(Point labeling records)
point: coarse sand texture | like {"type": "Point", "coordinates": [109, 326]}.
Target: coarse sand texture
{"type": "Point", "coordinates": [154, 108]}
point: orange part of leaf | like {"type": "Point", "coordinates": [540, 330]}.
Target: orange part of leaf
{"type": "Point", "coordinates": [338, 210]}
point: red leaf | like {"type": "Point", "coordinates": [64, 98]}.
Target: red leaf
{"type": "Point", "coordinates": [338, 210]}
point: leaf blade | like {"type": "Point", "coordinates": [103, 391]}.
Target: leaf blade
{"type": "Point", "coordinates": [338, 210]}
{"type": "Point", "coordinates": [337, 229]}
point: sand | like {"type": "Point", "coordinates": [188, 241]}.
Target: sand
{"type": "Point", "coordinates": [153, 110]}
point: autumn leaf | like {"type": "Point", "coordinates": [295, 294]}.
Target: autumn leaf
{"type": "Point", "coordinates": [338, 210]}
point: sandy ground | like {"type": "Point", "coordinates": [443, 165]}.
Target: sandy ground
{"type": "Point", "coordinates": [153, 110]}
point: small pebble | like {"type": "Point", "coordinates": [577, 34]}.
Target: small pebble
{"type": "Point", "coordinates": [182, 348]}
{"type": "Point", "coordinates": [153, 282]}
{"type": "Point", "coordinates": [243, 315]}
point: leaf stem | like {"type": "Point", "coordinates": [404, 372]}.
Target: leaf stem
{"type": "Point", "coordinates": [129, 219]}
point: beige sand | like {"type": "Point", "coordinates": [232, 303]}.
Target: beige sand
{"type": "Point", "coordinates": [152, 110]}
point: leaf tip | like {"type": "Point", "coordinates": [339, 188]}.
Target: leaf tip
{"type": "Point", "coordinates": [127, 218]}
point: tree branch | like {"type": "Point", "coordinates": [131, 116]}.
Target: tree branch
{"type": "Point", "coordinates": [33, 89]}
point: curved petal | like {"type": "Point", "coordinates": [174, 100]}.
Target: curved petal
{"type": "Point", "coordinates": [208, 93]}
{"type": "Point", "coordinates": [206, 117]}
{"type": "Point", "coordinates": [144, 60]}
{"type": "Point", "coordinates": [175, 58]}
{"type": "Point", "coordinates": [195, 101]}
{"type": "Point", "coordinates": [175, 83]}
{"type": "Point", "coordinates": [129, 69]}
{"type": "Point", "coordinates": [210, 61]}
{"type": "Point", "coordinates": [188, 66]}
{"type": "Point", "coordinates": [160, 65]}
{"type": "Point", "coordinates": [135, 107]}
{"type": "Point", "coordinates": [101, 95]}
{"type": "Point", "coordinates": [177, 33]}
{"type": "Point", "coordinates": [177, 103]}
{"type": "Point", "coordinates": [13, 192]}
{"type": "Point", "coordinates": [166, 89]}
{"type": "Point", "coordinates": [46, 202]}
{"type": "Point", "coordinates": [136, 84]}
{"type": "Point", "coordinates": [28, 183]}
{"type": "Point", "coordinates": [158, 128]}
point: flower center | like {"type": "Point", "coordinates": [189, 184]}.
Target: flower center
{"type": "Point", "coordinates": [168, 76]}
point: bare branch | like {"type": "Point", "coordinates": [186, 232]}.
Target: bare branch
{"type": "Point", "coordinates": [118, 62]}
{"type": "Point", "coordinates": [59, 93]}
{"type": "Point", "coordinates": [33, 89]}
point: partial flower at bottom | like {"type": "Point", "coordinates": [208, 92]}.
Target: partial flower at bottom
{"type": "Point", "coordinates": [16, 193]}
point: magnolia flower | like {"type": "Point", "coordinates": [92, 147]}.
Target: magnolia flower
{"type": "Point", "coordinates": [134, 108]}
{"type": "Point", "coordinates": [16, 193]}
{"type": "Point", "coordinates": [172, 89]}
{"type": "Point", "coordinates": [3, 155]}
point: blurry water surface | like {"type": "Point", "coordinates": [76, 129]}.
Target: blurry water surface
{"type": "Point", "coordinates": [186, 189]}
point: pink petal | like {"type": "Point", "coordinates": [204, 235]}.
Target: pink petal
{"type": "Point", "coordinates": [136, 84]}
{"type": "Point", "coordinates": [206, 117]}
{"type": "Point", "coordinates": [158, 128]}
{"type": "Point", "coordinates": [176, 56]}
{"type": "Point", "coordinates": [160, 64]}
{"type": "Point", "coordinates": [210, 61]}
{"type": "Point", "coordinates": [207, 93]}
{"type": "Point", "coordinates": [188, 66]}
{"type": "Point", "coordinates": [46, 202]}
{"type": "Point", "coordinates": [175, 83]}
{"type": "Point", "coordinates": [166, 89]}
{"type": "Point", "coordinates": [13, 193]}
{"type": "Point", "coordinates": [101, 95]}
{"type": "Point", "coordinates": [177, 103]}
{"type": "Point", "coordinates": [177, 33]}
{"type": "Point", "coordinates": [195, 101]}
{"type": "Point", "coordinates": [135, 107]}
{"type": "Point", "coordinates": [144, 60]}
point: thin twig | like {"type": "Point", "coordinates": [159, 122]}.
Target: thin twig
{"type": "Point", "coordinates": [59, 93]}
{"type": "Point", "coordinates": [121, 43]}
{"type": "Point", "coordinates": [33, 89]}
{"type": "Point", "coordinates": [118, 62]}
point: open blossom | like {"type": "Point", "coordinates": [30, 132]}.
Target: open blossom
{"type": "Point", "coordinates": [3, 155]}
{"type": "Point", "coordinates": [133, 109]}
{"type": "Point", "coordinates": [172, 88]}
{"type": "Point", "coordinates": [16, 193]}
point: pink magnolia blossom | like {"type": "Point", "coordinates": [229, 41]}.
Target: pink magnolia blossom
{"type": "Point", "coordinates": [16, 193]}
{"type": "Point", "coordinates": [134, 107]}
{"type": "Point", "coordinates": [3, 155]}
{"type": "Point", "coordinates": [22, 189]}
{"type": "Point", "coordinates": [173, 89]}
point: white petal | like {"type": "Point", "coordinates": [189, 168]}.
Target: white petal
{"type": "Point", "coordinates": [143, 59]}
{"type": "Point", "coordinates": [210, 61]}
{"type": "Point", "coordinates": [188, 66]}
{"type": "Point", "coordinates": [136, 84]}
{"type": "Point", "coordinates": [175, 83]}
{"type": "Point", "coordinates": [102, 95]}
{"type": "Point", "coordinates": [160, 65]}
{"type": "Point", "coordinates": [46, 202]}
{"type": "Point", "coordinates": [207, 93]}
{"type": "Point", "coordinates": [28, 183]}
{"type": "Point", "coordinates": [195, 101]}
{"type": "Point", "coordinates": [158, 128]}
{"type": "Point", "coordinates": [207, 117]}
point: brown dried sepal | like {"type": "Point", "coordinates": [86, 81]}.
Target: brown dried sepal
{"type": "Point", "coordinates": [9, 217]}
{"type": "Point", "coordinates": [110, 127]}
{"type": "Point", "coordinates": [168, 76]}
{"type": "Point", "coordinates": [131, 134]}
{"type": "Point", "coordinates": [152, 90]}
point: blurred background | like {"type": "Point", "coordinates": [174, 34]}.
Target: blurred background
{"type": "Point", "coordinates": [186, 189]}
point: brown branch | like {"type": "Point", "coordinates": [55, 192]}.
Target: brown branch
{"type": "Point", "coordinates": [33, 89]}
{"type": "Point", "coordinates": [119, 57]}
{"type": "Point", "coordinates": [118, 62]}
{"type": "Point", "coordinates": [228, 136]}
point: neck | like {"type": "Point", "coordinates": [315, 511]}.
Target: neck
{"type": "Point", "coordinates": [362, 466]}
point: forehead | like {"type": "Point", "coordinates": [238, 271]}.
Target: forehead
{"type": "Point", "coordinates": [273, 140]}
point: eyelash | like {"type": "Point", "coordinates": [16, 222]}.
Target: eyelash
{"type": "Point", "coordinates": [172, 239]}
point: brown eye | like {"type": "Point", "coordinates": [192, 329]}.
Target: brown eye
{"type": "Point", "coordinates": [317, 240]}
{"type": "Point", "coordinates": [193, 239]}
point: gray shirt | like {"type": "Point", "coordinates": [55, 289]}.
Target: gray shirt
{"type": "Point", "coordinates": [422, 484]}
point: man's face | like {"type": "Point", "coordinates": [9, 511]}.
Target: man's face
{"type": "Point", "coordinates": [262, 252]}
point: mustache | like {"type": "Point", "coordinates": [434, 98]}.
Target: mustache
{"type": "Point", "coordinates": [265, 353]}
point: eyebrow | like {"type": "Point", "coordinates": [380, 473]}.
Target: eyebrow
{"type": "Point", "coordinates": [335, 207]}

STATED TASK: Repeat the part of the records that opens with the line containing "point: forehead |" and closes with the last line of the records.

RESPONSE FOR THIS EXERCISE:
point: forehead | like {"type": "Point", "coordinates": [238, 271]}.
Target: forehead
{"type": "Point", "coordinates": [273, 140]}
point: eyelash | like {"type": "Point", "coordinates": [16, 222]}.
Target: eyelash
{"type": "Point", "coordinates": [172, 239]}
point: brown eye | like {"type": "Point", "coordinates": [192, 329]}.
Target: brown eye
{"type": "Point", "coordinates": [317, 240]}
{"type": "Point", "coordinates": [193, 239]}
point: gray shirt | like {"type": "Point", "coordinates": [55, 289]}.
Target: gray shirt
{"type": "Point", "coordinates": [422, 484]}
point: man's face | like {"type": "Point", "coordinates": [9, 511]}.
Target: man's face
{"type": "Point", "coordinates": [262, 252]}
point: mustache | like {"type": "Point", "coordinates": [434, 98]}.
Target: mustache
{"type": "Point", "coordinates": [265, 353]}
point: eyebrow | like {"type": "Point", "coordinates": [380, 473]}.
Target: eyebrow
{"type": "Point", "coordinates": [335, 207]}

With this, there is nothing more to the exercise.